Collected data:
_ _ _ _ _ _ _

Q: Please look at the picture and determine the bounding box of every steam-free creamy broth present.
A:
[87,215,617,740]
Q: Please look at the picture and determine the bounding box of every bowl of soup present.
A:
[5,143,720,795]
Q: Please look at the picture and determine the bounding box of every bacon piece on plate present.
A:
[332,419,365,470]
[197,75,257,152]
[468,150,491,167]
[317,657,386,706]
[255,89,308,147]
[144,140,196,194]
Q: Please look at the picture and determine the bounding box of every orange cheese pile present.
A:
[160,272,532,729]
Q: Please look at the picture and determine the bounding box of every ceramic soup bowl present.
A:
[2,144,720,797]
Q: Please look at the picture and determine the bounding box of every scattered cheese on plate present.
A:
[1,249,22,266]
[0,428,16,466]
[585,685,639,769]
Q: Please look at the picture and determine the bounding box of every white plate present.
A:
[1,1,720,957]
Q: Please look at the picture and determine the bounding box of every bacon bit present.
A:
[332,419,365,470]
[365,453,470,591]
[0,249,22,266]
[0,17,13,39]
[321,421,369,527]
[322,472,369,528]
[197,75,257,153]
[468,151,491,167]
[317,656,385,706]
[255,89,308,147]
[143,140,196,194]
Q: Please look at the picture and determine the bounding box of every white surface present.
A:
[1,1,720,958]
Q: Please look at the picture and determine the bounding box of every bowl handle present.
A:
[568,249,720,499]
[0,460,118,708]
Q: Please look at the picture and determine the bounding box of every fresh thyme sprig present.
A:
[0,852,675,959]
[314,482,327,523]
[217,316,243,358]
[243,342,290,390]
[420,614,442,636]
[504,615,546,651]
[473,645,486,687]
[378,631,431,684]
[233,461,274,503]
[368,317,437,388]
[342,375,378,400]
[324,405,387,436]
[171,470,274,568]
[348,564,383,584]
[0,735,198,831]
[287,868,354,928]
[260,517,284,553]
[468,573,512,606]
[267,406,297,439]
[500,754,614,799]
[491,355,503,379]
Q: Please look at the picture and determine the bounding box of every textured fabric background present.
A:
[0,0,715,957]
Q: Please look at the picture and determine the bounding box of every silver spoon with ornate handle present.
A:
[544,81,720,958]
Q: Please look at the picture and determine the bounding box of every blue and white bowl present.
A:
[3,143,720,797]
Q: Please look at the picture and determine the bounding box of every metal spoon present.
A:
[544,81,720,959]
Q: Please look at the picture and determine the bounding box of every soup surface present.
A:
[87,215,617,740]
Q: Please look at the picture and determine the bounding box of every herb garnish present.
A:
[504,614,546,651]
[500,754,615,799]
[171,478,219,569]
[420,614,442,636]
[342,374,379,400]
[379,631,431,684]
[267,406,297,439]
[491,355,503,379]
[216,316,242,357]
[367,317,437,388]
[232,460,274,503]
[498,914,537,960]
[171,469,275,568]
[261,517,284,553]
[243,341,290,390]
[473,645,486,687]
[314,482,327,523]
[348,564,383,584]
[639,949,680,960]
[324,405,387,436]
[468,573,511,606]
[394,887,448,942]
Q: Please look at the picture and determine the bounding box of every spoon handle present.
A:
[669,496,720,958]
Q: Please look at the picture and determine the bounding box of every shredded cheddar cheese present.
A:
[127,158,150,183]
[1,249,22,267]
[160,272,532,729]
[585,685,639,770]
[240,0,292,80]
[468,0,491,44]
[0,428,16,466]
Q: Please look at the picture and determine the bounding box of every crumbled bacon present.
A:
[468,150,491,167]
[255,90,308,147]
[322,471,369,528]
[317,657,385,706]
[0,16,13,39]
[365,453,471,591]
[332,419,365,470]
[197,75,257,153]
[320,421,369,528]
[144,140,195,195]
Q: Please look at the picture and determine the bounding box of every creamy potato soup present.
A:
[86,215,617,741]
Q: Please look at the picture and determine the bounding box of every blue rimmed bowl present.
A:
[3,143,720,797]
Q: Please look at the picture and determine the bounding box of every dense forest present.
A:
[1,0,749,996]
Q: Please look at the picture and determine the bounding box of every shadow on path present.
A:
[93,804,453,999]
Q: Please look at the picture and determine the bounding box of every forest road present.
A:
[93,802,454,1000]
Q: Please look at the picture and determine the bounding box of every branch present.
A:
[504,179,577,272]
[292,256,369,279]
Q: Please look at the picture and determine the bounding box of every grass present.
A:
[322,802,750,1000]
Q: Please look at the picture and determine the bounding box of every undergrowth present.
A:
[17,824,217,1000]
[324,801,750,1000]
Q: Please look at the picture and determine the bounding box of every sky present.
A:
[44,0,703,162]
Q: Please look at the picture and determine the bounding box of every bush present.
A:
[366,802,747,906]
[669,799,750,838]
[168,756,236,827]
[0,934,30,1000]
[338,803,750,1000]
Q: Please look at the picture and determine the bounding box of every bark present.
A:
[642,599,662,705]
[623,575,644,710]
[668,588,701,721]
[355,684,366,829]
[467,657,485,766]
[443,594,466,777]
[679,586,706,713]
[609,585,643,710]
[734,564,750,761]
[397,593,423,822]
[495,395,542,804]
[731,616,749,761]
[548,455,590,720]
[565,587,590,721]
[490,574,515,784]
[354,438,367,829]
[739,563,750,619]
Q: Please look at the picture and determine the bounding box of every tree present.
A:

_ _ _ _ _ _ _

▶ [Problem to solve]
A copy of each line above that holds the word "blue" is the expected answer.

▶ [Answer to the exercise]
Q: Please look at the picture and determine the bounding box of every blue and white bowl present.
Q: Please look at the picture and determine the bounding box of every blue rimmed bowl present.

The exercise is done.